◆ REQUIREMENT ◆
Copy out the records below word for word, but omit the pictures.

◆ PROVIDED ENTRIES ◆
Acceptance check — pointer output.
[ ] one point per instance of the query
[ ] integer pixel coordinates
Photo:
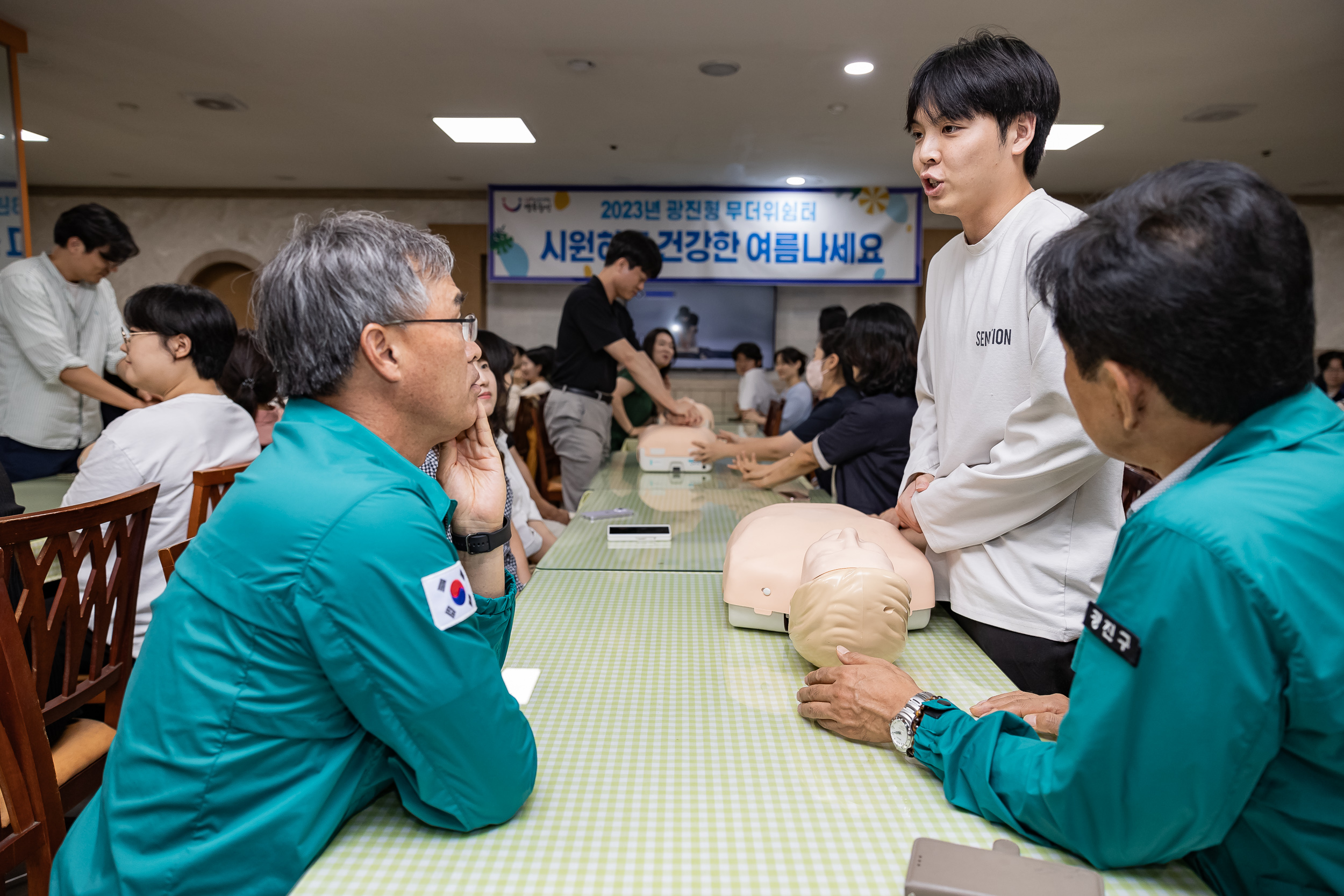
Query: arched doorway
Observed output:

◆ ANSWER FOR THIS EXERCISE ◆
Acceptance check — pointer output.
[ ] one point per instance of the query
[ ] integer pixel coordinates
Photo:
Query: arched doorway
Observed output:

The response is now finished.